§ Source data:
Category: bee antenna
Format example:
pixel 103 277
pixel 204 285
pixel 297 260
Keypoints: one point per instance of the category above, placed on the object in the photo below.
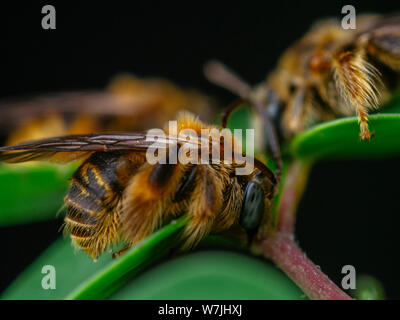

§ Required task: Copy all of the material above word for word, but leave out the pictures.

§ Written response:
Category: bee antenna
Format example:
pixel 103 277
pixel 204 285
pixel 297 260
Keypoints: one point per instance of the category above, placed on the object in the photo below.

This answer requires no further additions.